───── Data to use
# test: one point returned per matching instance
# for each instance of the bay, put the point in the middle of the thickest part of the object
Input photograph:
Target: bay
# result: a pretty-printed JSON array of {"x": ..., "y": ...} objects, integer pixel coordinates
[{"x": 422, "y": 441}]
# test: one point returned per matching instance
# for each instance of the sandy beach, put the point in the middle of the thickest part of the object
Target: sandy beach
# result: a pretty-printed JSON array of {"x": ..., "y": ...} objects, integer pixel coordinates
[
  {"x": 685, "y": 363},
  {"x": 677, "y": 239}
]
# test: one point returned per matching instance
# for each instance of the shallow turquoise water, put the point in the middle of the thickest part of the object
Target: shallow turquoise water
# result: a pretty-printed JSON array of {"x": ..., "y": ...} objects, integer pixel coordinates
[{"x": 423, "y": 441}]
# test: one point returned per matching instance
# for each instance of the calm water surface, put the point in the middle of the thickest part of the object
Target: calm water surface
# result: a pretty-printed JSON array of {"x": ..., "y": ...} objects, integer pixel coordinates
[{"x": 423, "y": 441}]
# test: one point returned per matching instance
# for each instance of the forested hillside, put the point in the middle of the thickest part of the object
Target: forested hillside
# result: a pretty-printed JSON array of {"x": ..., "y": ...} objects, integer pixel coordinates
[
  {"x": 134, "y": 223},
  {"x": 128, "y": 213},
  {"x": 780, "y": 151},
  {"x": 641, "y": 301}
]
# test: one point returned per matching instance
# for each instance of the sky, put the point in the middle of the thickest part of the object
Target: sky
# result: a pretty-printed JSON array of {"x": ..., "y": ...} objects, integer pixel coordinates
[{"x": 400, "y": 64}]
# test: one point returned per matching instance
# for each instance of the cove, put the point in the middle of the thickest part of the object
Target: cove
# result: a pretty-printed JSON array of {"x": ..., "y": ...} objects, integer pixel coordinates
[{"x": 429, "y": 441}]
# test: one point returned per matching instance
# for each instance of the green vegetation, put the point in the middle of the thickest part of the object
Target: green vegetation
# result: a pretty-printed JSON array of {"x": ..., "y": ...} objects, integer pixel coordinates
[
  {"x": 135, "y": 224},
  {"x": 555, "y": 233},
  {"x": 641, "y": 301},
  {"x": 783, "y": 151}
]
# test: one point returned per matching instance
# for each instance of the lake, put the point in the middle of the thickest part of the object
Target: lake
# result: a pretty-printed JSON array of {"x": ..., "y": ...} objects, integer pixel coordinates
──────────
**Task to carry out**
The records above are to be restated word for word.

**Answer section**
# test: one point returned per matching instance
# for each instance of the bay, put the point in the middle of the thickest part of the object
Input photograph:
Target: bay
# result: a pretty-printed JSON array of {"x": ..., "y": ...} objects, integer pixel coordinates
[{"x": 422, "y": 441}]
# test: one point returned per matching instance
# for each instance of the sandy beach, put the point in the middle of the thickest part of the object
Target: sandy beach
# result: a pretty-printed JSON array of {"x": ..., "y": ...} objects, integer pixel coordinates
[
  {"x": 685, "y": 363},
  {"x": 677, "y": 239}
]
# test: one point returned per matching instance
# for each instance of the shallow turquoise water, put the point in the middle of the thickest part of the object
Target: shallow turquoise water
# result: a pretty-printed JSON array of {"x": ..., "y": ...} objects, integer pixel coordinates
[{"x": 423, "y": 441}]
# test: one point returned per matching instance
# for each instance of the calm water surface, put the point in the middle of the thickest part of the object
Target: calm water surface
# result: a pretty-printed JSON array of {"x": ..., "y": ...} objects, integer pixel coordinates
[{"x": 423, "y": 441}]
# test: one point returned per matching instance
# for each instance of the forested hillside, put the point in the middle of the thickest part of the object
Target: forested hillside
# result: a pretty-printed JSON array of {"x": ..., "y": ...} objects, integer pixel coordinates
[
  {"x": 134, "y": 223},
  {"x": 128, "y": 213},
  {"x": 780, "y": 151},
  {"x": 641, "y": 301}
]
# test: one point returned per matching instance
# for each instance of the sky, put the point in the middle of the thickest part of the object
Target: sky
# result: a pretty-printed JSON array of {"x": ..., "y": ...} objects, integer pixel coordinates
[{"x": 400, "y": 64}]
# test: one point returned per matching instance
# for each instance of the cove, put the point in the middle of the thickest part of the object
Target: cove
# result: a pretty-printed JSON array of {"x": ..., "y": ...} objects, integer pixel coordinates
[{"x": 429, "y": 441}]
# test: one point returned per matching instance
# for each instance of the green vegetation, put the point in the middle of the thickest part of the object
Target: green vegetation
# result: a pretty-printed JSON array of {"x": ..., "y": ...} objects, integer pixel coordinates
[
  {"x": 135, "y": 224},
  {"x": 555, "y": 233},
  {"x": 641, "y": 301},
  {"x": 783, "y": 151}
]
# test: one point returned per matching instance
# for each instance of the lake, put the point in the middle of the thickest part of the object
Target: lake
# result: a pretty-printed JSON array of {"x": ..., "y": ...} objects, integer pixel coordinates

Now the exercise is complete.